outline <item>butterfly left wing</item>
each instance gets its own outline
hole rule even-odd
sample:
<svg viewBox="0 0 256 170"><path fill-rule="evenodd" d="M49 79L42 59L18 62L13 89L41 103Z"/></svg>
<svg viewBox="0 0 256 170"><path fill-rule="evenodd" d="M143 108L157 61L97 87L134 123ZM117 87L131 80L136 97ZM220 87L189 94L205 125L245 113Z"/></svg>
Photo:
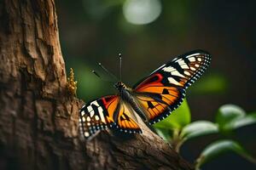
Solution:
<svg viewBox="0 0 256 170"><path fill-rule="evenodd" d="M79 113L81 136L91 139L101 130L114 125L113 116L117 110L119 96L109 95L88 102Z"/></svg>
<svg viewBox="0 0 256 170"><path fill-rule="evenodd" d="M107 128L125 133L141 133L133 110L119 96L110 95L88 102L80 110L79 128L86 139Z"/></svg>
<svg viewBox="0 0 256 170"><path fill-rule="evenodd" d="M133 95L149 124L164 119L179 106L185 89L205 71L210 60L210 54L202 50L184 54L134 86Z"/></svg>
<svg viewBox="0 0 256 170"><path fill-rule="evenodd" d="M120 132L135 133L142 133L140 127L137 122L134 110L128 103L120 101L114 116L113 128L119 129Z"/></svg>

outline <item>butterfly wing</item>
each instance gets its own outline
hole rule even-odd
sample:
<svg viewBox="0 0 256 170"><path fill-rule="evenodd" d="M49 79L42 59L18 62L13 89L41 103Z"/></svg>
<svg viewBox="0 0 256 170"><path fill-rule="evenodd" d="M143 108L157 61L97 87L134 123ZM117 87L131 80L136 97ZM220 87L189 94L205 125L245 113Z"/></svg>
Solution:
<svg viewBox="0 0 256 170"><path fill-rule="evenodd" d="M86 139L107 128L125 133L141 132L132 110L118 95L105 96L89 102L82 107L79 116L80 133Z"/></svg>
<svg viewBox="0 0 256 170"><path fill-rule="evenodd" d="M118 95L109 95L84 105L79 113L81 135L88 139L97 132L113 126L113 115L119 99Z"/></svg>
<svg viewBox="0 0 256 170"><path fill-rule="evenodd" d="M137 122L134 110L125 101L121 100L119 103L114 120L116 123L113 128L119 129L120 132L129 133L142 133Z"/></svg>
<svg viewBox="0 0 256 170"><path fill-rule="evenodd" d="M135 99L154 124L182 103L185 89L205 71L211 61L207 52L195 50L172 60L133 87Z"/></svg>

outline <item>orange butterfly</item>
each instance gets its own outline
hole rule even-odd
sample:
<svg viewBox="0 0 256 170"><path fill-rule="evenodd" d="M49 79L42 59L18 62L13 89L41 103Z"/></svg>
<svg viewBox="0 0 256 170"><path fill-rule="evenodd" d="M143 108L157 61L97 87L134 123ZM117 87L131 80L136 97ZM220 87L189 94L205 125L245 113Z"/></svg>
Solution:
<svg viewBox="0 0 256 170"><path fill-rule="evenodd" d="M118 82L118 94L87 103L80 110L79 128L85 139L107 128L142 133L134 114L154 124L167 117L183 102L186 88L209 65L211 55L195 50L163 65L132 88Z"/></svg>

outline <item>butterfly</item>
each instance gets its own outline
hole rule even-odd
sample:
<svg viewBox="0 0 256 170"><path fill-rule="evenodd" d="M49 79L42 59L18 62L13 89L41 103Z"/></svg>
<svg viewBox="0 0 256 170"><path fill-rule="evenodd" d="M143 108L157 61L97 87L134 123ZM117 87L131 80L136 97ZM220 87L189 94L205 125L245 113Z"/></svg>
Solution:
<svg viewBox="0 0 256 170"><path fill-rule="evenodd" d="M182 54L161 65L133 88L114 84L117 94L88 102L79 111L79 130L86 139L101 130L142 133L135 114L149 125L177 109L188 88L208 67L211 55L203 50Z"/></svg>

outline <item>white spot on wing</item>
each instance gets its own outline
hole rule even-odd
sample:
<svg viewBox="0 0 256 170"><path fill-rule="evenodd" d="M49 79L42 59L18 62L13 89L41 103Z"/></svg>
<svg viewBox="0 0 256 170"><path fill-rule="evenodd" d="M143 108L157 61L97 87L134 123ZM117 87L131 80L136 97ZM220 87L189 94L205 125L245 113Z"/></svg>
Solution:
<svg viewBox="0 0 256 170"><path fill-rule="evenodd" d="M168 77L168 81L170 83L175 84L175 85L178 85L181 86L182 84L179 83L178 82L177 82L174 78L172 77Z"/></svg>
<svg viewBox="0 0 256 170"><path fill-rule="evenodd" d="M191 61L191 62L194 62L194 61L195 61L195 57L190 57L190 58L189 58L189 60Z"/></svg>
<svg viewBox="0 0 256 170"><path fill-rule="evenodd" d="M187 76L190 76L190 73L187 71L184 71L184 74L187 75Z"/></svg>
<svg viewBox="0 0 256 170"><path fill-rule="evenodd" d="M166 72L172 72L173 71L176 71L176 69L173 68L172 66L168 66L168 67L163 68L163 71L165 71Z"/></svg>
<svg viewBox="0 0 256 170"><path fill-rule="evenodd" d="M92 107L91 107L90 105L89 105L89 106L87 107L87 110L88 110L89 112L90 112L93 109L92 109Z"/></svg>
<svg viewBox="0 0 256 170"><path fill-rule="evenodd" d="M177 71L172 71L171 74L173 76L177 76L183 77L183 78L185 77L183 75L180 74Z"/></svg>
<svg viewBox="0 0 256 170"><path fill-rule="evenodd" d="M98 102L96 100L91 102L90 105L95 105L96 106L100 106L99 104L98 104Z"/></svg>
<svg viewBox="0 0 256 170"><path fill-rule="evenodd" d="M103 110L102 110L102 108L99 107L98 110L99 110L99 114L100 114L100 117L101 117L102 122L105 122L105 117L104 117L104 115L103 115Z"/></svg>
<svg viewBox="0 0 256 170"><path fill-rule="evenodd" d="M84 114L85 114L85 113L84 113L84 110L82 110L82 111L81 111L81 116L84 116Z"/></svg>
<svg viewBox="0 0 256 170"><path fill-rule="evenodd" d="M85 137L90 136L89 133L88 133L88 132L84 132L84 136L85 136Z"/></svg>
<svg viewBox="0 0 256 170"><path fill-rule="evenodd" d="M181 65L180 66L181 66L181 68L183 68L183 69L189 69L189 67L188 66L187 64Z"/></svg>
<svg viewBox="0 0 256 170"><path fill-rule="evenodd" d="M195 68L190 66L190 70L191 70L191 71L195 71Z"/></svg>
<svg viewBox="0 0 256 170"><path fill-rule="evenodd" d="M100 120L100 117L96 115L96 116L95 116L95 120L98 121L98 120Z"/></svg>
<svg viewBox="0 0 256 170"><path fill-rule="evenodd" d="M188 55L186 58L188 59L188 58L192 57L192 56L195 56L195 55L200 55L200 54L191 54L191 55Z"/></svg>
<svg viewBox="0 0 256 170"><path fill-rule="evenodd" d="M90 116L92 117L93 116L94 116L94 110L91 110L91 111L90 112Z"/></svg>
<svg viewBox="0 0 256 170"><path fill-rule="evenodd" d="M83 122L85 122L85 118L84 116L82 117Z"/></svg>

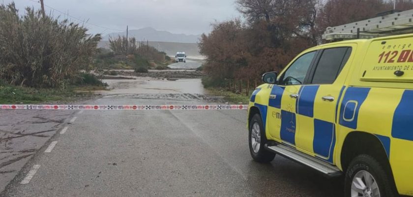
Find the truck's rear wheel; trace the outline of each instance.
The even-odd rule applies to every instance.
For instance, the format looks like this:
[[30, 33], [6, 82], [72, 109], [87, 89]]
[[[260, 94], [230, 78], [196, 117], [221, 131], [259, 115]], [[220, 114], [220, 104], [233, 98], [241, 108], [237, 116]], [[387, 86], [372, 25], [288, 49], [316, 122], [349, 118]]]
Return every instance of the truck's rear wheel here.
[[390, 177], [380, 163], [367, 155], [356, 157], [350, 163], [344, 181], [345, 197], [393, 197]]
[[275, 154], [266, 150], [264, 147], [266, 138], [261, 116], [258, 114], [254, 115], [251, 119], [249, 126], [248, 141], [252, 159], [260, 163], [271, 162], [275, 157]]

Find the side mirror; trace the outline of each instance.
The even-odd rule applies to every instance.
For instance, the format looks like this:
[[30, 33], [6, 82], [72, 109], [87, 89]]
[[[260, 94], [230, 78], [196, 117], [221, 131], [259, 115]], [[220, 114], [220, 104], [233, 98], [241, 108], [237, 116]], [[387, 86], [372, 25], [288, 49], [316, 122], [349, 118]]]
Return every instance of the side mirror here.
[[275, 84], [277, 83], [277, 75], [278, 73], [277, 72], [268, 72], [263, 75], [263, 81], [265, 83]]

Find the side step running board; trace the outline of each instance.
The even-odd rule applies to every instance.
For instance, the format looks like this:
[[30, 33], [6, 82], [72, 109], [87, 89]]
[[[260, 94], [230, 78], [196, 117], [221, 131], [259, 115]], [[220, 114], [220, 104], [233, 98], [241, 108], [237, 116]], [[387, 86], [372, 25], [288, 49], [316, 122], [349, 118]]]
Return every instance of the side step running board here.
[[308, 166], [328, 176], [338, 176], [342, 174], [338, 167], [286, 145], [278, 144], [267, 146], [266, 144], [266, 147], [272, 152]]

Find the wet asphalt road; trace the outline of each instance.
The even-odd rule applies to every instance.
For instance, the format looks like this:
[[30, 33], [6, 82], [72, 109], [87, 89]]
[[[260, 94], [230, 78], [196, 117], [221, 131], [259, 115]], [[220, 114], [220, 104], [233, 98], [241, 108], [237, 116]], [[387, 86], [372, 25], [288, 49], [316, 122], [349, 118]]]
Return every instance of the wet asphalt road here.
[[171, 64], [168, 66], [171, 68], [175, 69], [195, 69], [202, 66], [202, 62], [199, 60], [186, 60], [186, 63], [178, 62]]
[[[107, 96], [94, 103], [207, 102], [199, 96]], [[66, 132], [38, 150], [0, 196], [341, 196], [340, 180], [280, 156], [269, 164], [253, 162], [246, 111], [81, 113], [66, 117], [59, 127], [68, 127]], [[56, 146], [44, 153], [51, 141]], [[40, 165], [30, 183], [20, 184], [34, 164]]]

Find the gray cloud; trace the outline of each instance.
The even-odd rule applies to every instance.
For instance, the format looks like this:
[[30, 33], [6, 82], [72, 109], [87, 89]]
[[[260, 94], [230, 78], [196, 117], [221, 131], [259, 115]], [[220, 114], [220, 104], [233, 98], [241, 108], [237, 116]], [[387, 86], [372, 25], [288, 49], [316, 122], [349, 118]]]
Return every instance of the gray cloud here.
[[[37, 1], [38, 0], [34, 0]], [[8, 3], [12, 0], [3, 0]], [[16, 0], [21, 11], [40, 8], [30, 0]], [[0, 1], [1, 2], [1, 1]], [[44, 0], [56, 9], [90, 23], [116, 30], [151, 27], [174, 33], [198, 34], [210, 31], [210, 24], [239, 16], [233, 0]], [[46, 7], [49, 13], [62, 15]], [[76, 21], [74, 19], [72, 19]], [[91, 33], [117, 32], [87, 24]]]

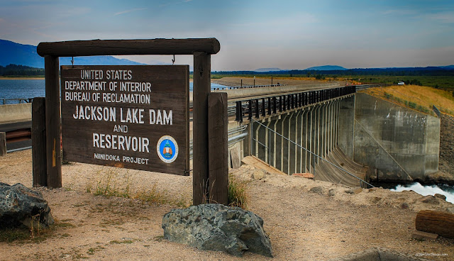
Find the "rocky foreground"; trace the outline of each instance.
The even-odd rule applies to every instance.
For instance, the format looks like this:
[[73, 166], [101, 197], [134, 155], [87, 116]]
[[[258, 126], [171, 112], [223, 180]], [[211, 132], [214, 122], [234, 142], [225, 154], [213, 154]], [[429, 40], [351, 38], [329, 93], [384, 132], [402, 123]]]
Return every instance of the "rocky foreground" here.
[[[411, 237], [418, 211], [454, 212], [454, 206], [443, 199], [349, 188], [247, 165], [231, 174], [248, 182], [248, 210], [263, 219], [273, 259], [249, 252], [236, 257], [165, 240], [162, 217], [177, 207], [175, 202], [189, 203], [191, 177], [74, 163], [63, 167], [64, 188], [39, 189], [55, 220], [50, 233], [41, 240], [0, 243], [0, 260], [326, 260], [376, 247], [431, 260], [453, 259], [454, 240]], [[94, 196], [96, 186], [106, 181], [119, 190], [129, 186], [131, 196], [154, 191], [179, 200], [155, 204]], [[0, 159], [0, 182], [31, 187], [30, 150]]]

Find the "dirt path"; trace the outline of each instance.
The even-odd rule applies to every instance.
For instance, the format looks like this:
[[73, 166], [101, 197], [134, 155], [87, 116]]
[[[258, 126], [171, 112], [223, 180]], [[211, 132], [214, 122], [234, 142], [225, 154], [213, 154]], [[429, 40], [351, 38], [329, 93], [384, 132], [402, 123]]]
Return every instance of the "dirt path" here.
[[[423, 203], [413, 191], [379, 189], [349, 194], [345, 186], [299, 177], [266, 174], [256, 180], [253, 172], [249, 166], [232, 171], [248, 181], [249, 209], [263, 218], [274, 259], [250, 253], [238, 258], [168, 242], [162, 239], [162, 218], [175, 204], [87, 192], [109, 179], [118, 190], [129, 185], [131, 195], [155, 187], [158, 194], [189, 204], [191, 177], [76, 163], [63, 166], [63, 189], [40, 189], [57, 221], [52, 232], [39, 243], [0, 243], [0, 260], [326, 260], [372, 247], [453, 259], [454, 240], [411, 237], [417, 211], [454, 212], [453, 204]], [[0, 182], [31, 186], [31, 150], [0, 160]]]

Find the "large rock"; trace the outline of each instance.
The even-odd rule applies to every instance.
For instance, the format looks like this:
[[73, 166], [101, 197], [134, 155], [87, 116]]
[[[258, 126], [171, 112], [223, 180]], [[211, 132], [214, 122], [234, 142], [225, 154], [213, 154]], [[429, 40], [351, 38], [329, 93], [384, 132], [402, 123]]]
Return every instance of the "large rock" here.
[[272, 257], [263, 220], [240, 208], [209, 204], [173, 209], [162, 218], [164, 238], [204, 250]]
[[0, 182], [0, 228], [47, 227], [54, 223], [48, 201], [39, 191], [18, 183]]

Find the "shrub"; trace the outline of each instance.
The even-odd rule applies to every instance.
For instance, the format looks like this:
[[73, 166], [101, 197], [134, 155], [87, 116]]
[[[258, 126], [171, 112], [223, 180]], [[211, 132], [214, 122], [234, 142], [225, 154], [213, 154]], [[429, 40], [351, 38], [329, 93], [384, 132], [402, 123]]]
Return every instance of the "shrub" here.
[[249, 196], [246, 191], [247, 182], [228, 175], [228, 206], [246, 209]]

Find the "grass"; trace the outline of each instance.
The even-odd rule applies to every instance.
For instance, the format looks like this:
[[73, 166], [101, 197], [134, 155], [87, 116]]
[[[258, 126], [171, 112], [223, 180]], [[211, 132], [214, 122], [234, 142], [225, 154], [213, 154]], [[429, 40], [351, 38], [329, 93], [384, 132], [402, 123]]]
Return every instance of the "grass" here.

++++

_Exercise brief_
Extract every line of the material that contains the string "wheel". Matching is case-sensitive.

_Written solution_
Find the truck's rear wheel; trace the outline of each instance.
Return every instance of the truck's rear wheel here.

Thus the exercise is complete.